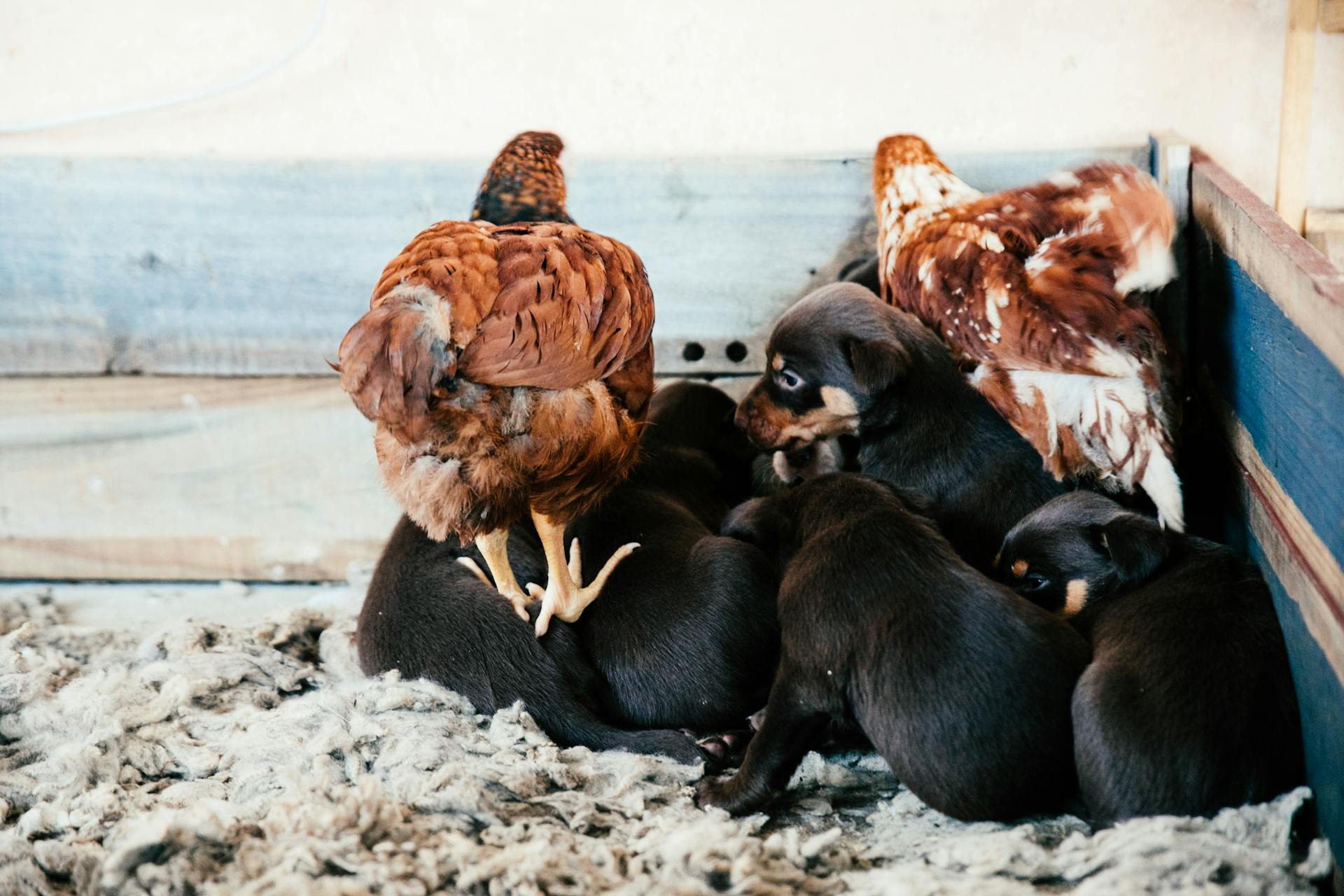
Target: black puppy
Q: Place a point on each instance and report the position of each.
(1189, 704)
(863, 272)
(840, 362)
(687, 640)
(960, 684)
(685, 633)
(433, 618)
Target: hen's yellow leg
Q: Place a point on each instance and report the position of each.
(564, 598)
(493, 547)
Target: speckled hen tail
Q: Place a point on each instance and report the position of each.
(394, 358)
(1110, 426)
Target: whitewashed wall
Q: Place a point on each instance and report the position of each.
(452, 80)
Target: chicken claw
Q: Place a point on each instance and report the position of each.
(493, 547)
(564, 597)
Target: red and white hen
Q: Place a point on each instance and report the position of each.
(1030, 285)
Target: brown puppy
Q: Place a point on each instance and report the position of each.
(960, 684)
(841, 362)
(1187, 706)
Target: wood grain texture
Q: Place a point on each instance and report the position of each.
(186, 479)
(1171, 167)
(162, 477)
(1332, 16)
(1277, 382)
(1326, 232)
(257, 267)
(1265, 435)
(1304, 566)
(1294, 121)
(1296, 276)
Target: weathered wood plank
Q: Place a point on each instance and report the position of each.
(1326, 232)
(1297, 555)
(252, 267)
(186, 479)
(1261, 451)
(1294, 121)
(146, 477)
(1332, 16)
(1171, 156)
(1297, 277)
(1278, 384)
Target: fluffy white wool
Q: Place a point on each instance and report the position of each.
(211, 760)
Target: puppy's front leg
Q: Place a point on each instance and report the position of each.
(794, 720)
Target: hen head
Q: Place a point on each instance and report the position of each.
(524, 183)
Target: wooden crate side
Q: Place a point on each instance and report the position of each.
(1265, 435)
(257, 267)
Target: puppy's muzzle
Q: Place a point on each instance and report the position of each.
(758, 416)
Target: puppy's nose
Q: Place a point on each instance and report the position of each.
(741, 418)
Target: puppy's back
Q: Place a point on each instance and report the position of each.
(1189, 704)
(961, 685)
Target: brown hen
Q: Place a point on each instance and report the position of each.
(1030, 286)
(508, 370)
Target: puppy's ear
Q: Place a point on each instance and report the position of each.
(1136, 545)
(876, 363)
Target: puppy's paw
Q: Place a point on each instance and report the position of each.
(675, 745)
(713, 792)
(727, 747)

■ ■ ■

Aim -> Render every line of the rows above as a Markdown table with the columns No. and Line, numbering each line in order. Skip blank lines and leave the pictures out.

Solution to the problem ->
| No. | Line |
|---|---|
| 1 | Target: black puppy |
| 2 | Q: Place a point on each instance and report the position of each. |
| 3 | (1189, 704) |
| 4 | (863, 272) |
| 5 | (840, 362) |
| 6 | (687, 640) |
| 7 | (960, 684) |
| 8 | (685, 633) |
| 9 | (433, 618) |
| 10 | Target: hen's yellow leg |
| 11 | Q: Place a point on each instance and report the position of each. |
| 12 | (564, 598) |
| 13 | (493, 547) |
| 14 | Target: speckled hen tail |
| 15 | Q: Place a point on each instance and report the position of each. |
| 16 | (394, 358) |
| 17 | (1110, 426) |
| 18 | Target: whitewashed wall |
| 19 | Q: Place a point on each instance and report the position of each. |
| 20 | (452, 80) |
| 21 | Target: chicken claw |
| 22 | Q: Place a point on each instance and report the position of each. |
| 23 | (493, 547) |
| 24 | (564, 597) |
| 25 | Target: red and white hen |
| 26 | Q: Place a point on each instance and report the position of each. |
| 27 | (1030, 285) |
| 28 | Target: brown puppy |
| 29 | Q: Place a point on each instance and report the position of each. |
| 30 | (960, 684) |
| 31 | (841, 362) |
| 32 | (1187, 706) |
| 33 | Target: wood grain texture |
| 34 | Q: Place a point on each instance and report the position of each. |
| 35 | (186, 479) |
| 36 | (1171, 167) |
| 37 | (162, 477) |
| 38 | (1332, 16) |
| 39 | (1277, 382) |
| 40 | (1326, 232) |
| 41 | (257, 267) |
| 42 | (1265, 435) |
| 43 | (1304, 566) |
| 44 | (1294, 121) |
| 45 | (1296, 276) |
| 46 | Target: weathered wood plank |
| 47 | Q: Place a point on each instance and report the position of each. |
| 48 | (1326, 232) |
| 49 | (1297, 555) |
| 50 | (252, 267) |
| 51 | (186, 479) |
| 52 | (1261, 451) |
| 53 | (1294, 121) |
| 54 | (146, 477) |
| 55 | (1332, 16) |
| 56 | (1171, 156) |
| 57 | (1297, 277) |
| 58 | (1278, 384) |
| 59 | Target: fluffy white wool |
| 60 | Q: Place a point on each instance and report the position of each. |
| 61 | (211, 760) |
| 62 | Target: puppy's front leg |
| 63 | Q: Place a point on each instance and report the position of each. |
| 64 | (794, 720) |
| 65 | Target: hen head |
| 66 | Q: Place a point on each instance and report the position of each. |
| 67 | (524, 183) |
| 68 | Target: wooden crate side |
| 69 | Q: Place a point on each instance and report the position of each. |
| 70 | (1265, 435) |
| 71 | (257, 267) |
| 72 | Target: puppy's muzzle |
| 73 | Q: Place a point on each instance and report the position of each. |
| 74 | (758, 416) |
| 75 | Target: puppy's nose |
| 76 | Q: Place a point on each instance and report the position of each. |
| 77 | (741, 418) |
| 78 | Target: puppy's back |
| 79 | Q: Place a point on each instance and report the position of each. |
| 80 | (1189, 704) |
| 81 | (961, 685) |
| 82 | Target: brown hen |
| 83 | Q: Place a point on each instance and report the position of each. |
| 84 | (1030, 286) |
| 85 | (508, 370) |
| 86 | Target: puppy's ear |
| 87 | Q: Place a point on each instance and report the position of each. |
| 88 | (1136, 545) |
| 89 | (876, 363) |
| 90 | Target: puppy's paw |
| 91 | Q: Place a point on each instance and report the position of each. |
| 92 | (675, 745) |
| 93 | (713, 792) |
| 94 | (727, 747) |